##### Records supplied #####

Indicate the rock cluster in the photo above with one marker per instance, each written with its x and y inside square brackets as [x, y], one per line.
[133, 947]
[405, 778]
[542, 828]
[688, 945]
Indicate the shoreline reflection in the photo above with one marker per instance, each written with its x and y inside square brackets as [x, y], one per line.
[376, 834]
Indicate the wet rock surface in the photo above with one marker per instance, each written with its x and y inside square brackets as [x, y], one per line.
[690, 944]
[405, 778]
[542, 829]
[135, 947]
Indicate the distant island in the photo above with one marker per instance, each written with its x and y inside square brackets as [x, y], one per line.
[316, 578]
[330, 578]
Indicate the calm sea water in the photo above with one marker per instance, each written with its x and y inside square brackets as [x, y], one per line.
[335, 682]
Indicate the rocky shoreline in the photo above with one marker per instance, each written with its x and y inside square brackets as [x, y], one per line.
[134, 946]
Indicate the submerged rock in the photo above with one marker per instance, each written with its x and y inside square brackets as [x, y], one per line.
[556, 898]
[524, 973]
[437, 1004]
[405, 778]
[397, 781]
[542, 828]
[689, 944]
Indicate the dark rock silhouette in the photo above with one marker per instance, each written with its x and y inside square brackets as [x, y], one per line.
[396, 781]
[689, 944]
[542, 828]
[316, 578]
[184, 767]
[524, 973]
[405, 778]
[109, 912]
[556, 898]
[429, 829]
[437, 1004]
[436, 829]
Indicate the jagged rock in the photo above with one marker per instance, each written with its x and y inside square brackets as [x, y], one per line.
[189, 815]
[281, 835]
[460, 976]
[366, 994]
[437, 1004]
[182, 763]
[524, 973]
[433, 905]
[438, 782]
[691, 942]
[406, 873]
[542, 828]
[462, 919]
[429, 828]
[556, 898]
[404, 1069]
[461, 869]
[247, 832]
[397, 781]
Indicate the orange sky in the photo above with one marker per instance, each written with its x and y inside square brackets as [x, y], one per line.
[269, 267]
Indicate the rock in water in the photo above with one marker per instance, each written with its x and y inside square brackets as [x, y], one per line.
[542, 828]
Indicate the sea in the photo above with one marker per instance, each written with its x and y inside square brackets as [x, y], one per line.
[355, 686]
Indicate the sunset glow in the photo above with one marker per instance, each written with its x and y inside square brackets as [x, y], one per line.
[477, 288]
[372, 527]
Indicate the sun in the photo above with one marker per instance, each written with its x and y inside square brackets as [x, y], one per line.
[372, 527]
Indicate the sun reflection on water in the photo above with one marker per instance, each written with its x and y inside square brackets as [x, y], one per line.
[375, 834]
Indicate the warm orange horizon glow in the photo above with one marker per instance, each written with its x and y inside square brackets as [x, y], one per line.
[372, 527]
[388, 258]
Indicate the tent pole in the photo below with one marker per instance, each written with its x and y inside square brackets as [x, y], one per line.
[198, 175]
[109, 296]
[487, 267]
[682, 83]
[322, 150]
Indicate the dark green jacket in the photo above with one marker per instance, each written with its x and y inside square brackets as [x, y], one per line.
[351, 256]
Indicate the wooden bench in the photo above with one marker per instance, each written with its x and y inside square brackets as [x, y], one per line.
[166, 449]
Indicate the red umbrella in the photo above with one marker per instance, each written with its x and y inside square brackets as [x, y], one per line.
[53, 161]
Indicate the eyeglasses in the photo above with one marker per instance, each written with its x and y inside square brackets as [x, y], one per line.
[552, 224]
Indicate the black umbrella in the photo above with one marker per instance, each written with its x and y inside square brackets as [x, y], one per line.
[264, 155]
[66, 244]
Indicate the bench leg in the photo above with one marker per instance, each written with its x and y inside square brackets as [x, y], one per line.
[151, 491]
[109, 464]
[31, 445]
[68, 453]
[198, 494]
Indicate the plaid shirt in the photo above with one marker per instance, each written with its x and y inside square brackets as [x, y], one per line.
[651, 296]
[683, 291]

#####

Directive:
Rewrite the part of the entries that opens with the line containing "Indicate the wooden" and runs through the end of the entries, keeping every request line. Multiply each coordinate in the answers by 0.25 and round to whole numbers, with halves rounding up.

Result of the task:
Indicate the wooden bench in the photo above with one marker per instance, each written with its x and y inside square brackets as [x, y], one per line.
[42, 112]
Indicate the red umbrella in the photo above with one marker per instance, each written with its x and y inside square brackets as [x, y], one per line.
[13, 40]
Indicate the eyeglasses in the photo above with one marker per instance, each written with its x and y inside square brackets as [x, y], one per line.
[138, 56]
Indicate the black umbrella in the photo above with one marker per instance, each written with its x and y inside square brackets as [x, y], one per line.
[66, 39]
[17, 61]
Indicate the bench leg in the photo above with one marker per instance, each written with its x and y inside square brackets as [x, y], one per line.
[38, 123]
[27, 116]
[8, 111]
[17, 113]
[50, 124]
Indicate the plaid shirt in the photo above with one marker per instance, each written with its x and y inside square brackets as [x, y], one per line.
[163, 74]
[171, 73]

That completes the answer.